↓

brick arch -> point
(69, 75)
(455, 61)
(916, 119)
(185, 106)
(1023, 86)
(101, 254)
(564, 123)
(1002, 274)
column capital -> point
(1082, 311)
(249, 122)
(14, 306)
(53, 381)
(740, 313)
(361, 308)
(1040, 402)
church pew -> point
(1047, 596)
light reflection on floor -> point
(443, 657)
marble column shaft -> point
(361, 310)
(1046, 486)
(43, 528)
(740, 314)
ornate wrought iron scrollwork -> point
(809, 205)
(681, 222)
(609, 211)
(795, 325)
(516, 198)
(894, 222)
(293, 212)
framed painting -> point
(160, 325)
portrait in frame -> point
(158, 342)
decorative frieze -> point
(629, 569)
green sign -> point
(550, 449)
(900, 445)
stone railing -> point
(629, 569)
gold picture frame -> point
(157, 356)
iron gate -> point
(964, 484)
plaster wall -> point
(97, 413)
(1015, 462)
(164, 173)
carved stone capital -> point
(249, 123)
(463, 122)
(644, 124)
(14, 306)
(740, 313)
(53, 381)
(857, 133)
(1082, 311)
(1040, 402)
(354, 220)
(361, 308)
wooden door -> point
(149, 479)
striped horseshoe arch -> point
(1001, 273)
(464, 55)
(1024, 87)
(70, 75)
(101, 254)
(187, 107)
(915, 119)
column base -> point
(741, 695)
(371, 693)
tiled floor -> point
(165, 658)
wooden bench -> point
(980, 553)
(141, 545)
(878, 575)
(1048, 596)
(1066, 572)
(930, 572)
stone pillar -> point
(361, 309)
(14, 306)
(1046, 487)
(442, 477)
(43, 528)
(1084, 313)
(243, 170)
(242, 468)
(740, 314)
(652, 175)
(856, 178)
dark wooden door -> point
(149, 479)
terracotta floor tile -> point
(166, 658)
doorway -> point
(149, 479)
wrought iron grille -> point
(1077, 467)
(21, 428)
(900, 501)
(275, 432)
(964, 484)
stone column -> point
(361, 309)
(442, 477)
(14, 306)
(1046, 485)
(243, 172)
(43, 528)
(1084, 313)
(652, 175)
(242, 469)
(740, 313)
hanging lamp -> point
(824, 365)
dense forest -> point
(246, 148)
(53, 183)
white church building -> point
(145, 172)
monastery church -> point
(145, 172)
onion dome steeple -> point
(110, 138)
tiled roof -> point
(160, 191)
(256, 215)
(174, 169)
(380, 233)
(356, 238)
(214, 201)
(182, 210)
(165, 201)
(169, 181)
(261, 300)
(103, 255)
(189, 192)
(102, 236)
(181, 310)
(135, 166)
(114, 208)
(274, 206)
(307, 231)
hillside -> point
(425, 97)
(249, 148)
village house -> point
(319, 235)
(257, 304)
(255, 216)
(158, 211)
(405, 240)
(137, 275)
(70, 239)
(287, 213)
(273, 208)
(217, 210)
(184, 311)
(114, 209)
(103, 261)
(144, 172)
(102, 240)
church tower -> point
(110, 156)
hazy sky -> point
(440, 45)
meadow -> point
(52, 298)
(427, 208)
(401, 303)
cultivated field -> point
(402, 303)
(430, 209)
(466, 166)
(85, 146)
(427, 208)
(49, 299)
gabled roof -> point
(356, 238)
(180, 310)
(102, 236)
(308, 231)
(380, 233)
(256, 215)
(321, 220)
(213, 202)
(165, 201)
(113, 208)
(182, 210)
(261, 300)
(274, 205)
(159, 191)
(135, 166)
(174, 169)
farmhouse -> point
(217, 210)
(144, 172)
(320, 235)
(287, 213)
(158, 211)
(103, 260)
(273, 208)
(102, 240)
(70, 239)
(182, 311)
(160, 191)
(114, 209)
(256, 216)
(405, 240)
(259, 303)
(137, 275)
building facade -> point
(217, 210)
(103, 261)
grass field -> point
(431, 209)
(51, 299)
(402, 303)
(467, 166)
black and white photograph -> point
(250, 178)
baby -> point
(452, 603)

↑

:: Task goal ::
Extract the stretch of the listing from the line containing "hanging lamp -> point" through its last line, both ends included, and reproduce those lines exactly.

:: Expected output ::
hanging lamp -> point
(824, 365)
dense forest -> point
(246, 148)
(53, 183)
white church building -> point
(145, 172)
monastery church -> point
(145, 172)
onion dome steeple -> point
(110, 138)
tiled roof -> point
(160, 191)
(256, 215)
(174, 169)
(380, 233)
(356, 238)
(214, 201)
(182, 210)
(165, 201)
(169, 181)
(261, 300)
(103, 255)
(189, 192)
(102, 236)
(181, 310)
(135, 166)
(114, 208)
(274, 206)
(307, 231)
hillside -> point
(425, 97)
(249, 148)
village house -> point
(319, 235)
(257, 304)
(255, 216)
(158, 211)
(405, 240)
(137, 275)
(70, 239)
(287, 213)
(273, 208)
(217, 210)
(184, 311)
(114, 209)
(103, 261)
(144, 172)
(102, 240)
church tower -> point
(110, 156)
hazy sky -> point
(440, 45)
meadow -> point
(52, 298)
(427, 208)
(401, 303)
cultivated field -> point
(402, 303)
(430, 209)
(466, 166)
(85, 146)
(427, 208)
(49, 299)
gabled roof -> point
(356, 238)
(180, 310)
(102, 236)
(308, 231)
(380, 233)
(256, 215)
(321, 220)
(213, 202)
(165, 201)
(113, 208)
(182, 210)
(261, 300)
(274, 205)
(159, 191)
(135, 166)
(174, 169)
farmhouse -> point
(217, 210)
(144, 172)
(320, 235)
(287, 213)
(158, 211)
(103, 260)
(273, 208)
(102, 240)
(70, 239)
(182, 311)
(160, 191)
(114, 209)
(256, 216)
(405, 240)
(259, 303)
(137, 275)
building facade -> point
(217, 210)
(103, 261)
grass field -> point
(431, 209)
(51, 299)
(402, 303)
(467, 166)
black and white photograph -> point
(250, 178)
baby -> point
(452, 603)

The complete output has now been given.